Reproduce only the lines from the line containing "Each instance receives one keypoint. Mark the dark stone" to the end of the entries below, including both of those lines.
□ □ □ □ □ □ □
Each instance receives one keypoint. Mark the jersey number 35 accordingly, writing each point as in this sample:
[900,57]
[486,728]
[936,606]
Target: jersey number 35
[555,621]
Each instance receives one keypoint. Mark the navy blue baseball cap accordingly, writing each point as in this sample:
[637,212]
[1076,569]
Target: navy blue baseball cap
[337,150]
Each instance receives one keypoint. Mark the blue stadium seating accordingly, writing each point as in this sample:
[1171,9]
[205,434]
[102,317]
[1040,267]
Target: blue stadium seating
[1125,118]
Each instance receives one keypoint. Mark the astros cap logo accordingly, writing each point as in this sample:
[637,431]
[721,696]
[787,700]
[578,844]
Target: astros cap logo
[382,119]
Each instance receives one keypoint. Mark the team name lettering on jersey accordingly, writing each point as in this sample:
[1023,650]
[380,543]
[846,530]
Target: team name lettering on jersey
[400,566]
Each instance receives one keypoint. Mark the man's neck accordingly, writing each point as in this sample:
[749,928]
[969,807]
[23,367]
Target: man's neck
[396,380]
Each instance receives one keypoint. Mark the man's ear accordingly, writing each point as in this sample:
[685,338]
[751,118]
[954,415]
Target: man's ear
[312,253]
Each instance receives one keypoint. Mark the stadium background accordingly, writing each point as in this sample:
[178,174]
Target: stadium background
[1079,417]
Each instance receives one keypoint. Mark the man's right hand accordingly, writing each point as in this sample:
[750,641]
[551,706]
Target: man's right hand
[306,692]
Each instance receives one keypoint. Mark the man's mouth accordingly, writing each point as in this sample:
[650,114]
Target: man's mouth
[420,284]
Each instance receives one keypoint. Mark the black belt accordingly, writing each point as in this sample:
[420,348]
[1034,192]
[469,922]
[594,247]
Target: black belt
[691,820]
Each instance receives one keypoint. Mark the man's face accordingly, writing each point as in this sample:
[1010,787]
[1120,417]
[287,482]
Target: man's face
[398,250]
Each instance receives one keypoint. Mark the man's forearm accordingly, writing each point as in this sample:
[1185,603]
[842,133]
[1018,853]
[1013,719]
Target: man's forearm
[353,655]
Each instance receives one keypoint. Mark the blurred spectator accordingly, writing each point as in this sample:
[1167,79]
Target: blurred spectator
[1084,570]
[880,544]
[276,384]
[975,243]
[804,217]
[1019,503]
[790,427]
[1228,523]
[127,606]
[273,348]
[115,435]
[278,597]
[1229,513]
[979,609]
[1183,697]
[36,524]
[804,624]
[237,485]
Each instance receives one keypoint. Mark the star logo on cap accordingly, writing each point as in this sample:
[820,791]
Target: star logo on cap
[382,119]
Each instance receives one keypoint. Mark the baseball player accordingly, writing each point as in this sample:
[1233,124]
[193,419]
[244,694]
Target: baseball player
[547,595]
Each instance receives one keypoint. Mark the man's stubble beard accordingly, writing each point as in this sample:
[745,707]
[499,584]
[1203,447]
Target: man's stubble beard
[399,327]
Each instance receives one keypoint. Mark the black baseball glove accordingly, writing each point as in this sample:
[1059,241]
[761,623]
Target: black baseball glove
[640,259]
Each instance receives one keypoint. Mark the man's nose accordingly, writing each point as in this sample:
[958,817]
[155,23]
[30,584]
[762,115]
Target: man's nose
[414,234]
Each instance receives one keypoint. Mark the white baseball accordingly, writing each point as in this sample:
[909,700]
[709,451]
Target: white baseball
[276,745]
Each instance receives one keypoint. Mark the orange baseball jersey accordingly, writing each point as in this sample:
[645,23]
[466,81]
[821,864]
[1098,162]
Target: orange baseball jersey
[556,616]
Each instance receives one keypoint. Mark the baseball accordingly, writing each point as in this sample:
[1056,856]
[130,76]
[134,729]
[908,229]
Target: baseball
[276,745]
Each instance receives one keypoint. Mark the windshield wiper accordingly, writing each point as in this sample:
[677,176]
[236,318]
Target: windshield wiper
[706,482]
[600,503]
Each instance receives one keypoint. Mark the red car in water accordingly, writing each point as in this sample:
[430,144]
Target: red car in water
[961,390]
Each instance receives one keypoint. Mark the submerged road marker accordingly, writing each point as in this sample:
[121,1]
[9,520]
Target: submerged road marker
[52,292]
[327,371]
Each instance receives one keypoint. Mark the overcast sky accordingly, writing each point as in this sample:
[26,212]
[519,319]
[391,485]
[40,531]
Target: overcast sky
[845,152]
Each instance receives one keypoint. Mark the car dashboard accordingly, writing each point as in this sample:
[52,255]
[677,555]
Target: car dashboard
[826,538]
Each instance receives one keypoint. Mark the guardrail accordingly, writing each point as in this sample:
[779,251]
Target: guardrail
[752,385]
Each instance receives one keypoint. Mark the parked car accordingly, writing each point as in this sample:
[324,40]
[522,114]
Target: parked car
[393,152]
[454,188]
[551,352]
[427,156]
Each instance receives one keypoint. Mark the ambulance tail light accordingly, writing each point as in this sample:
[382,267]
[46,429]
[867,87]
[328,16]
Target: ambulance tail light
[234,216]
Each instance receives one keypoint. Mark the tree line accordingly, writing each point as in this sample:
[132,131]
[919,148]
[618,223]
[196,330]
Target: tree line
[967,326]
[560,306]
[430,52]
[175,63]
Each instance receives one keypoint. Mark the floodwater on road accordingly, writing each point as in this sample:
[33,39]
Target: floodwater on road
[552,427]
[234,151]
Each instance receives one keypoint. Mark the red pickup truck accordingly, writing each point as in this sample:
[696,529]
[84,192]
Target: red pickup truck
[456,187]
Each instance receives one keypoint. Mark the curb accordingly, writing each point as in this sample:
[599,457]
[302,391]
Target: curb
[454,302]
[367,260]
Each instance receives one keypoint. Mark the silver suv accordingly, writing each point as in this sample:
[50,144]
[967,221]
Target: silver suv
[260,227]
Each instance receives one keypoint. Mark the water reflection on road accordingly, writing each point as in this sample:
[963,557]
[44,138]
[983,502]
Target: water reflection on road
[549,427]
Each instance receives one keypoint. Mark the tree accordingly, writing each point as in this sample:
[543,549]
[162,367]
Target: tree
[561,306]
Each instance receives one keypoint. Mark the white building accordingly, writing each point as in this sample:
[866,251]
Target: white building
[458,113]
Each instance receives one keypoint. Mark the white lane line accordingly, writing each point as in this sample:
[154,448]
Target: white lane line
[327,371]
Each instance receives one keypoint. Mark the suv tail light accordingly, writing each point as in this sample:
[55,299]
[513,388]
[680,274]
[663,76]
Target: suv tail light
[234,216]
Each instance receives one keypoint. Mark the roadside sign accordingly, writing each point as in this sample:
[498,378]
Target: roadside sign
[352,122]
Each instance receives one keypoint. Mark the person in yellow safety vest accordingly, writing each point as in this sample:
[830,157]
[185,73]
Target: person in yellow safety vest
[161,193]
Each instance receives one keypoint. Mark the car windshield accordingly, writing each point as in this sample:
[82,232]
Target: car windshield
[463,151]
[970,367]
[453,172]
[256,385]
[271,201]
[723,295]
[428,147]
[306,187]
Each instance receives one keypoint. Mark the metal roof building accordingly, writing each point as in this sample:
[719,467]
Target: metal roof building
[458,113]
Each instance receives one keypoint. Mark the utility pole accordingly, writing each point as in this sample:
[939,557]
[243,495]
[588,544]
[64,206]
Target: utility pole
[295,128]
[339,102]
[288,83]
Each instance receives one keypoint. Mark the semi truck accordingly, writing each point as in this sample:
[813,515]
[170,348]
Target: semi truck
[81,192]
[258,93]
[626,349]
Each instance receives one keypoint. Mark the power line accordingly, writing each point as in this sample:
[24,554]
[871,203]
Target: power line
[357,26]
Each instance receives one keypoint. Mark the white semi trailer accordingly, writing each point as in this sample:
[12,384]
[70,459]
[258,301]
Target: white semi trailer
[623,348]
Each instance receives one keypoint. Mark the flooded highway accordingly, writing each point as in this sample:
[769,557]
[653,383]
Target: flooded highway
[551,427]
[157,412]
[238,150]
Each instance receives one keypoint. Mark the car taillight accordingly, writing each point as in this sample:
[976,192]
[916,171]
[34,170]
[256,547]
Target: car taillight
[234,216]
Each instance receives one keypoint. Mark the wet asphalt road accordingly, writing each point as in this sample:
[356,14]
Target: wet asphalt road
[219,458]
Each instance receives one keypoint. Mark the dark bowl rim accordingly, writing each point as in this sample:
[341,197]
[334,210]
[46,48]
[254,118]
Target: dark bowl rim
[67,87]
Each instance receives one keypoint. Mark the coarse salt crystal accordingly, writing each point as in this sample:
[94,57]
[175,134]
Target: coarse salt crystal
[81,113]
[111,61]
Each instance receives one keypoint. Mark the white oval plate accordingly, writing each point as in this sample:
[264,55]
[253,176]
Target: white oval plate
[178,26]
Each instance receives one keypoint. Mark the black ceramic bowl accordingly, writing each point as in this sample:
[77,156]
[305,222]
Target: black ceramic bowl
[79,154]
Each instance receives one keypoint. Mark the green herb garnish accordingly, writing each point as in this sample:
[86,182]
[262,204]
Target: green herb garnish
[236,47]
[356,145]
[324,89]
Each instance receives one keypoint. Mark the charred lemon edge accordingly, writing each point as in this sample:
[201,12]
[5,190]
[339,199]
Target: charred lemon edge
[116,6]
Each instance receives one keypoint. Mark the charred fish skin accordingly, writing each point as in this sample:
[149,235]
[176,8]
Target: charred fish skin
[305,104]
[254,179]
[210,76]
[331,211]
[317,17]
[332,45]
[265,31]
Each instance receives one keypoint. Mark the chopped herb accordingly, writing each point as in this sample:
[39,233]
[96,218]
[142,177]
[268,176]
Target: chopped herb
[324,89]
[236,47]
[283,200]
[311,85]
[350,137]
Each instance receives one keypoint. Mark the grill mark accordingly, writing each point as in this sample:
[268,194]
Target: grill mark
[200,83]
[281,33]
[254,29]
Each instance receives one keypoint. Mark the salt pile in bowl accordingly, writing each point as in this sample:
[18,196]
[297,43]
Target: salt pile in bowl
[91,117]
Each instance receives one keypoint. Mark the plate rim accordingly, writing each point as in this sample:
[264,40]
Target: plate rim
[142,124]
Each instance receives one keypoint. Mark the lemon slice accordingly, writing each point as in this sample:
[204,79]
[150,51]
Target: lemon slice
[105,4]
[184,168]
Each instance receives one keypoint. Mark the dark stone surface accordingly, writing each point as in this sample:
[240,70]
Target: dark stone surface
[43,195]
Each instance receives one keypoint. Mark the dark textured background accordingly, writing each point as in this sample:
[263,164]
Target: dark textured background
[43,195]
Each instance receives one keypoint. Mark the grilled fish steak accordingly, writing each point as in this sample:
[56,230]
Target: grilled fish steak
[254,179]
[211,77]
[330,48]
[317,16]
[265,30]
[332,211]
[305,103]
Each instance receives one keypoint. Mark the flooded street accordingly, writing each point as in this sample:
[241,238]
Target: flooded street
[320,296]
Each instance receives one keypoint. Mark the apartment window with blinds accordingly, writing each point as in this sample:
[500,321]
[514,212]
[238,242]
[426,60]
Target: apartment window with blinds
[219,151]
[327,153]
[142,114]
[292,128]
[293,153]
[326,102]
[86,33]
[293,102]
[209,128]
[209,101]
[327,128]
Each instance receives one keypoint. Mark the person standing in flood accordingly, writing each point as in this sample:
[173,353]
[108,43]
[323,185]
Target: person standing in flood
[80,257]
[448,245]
□ □ □ □ □ □ □
» **The reply**:
Each instance receives one keypoint. Mark the dark stone surface accordingly, writing each point as in this sample:
[240,70]
Target: dark stone surface
[43,195]
Each instance receives one keypoint. Mark the dark textured background accordingly, writing each point as in this sample:
[263,164]
Target: dark textured background
[43,195]
Each instance receives one keypoint. Mark the grilled fish steak accordingly, writing each point as in this sample:
[56,230]
Target: grilled fish steak
[254,179]
[211,77]
[330,48]
[317,16]
[265,30]
[332,211]
[305,103]
Each instance receives one keypoint. Mark the flooded street accordingly, writing each point as in this sample:
[241,238]
Target: flooded street
[320,296]
Each instance receives one keypoint. Mark the apartment window with blinds accordingly, writing each point as in this sample:
[500,321]
[514,212]
[238,242]
[426,60]
Target: apartment window with blinds
[219,151]
[327,153]
[142,114]
[292,128]
[293,153]
[326,102]
[86,33]
[293,102]
[209,128]
[209,101]
[327,128]
Each instance receives one keypoint. Mark the person standing in flood accordingly, writing each point as in this sample:
[173,353]
[108,43]
[323,185]
Target: person standing in flood
[80,257]
[448,245]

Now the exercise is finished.